Answer these three questions from the article about the Cincinnati VA hospital below:
1. In what year was Barbara Temeck named acting chief of staff?
2. How many current and former staff members sent the unsigned letter to Bob McDonald?
3. Who replaced Dr. Temeck as acting chief of staff?

__SELECTED PASSAGE__
Start of Block
Head of Cincinnati VA hospital suspended without pay: 10 things to know

Cincinnati Veterans Affairs Medical Center's Acting Chief of Staff Barbara Temeck, MD, has officially been suspended from the role, without pay, according to a Cincinnati Business Courier report.

Here are 10 things to know:

1. Dr. Temeck was named acting chief of staff in 2013, but was removed from the role in February 2016, pending administrative action. The removal came soon after serious allegations of wrongdoing perpetrated by Dr. Temeck came to light.

2. In February, a group of 34 current and former staff members sent an unsigned letter to Secretary of Veterans Affairs Bob McDonald expressing their urgent concerns about the state of care at the Cincinnati VA.

3. Allegations against Dr. Temeck were varied. There were reports that she prescribed controlled substances to spouses of colleagues without a valid substance license.

4. The whistleblowers also alleged that Dr. Temeck told operating room staff they were being "too picky" after reporting surgical instruments being brought into ORs with blood and bone chips from prior surgeries.

5. Additionally, there were reports of delayed and substandard care at the medical center. One veteran describes being turned away when he needed hip surgery. He was told that the hospital no longer employed hip surgeons.

6. The VA launched an investigation into the incident, and asked the Office of Inspector General to launch an additional investigation.

7. A Cincinnati.com report notes that after Dr. Temeck's removal, she kept her title but was relegated to a data-entry job at the medical center. Ralph Panos, MD, replaced her as acting chief of staff.

8. Dr. Temeck could also be facing felony charges for the improper prescribing of controlled substances "outside the scope of her DEA license," according to Cincinnati.com. The U.S. attorney for the Southern District of Ohio could ask a grand jury to indict her.

9. Dr. Temeck's lawyer stated that Dr. Temeck will appeal the suspension, according to the Cincinnati Business Courier.

10. The proposed discharge notice indicated that "the suspension didn't involve a question of professional conduct or competence," the Cincinnati Business Courier reports.
End of Block
__GIVEN ENTRIES__
Start of Block
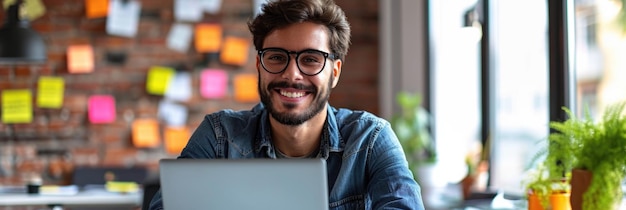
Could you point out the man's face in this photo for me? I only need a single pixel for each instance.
(292, 97)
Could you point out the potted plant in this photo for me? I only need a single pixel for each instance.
(411, 126)
(593, 152)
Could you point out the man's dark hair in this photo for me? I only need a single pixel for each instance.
(281, 13)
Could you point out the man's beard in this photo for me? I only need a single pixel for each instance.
(320, 100)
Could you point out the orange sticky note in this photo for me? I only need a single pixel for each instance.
(158, 79)
(245, 87)
(50, 92)
(176, 139)
(146, 133)
(80, 59)
(235, 51)
(96, 8)
(17, 106)
(208, 37)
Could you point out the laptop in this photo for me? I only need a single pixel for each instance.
(275, 184)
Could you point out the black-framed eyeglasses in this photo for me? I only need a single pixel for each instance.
(310, 62)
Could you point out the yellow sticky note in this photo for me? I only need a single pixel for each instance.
(50, 92)
(176, 139)
(17, 106)
(245, 86)
(80, 59)
(158, 79)
(146, 133)
(208, 37)
(235, 51)
(96, 8)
End of Block
__SOLUTION__
1. 2013
2. 34
3. Ralph Panos, MD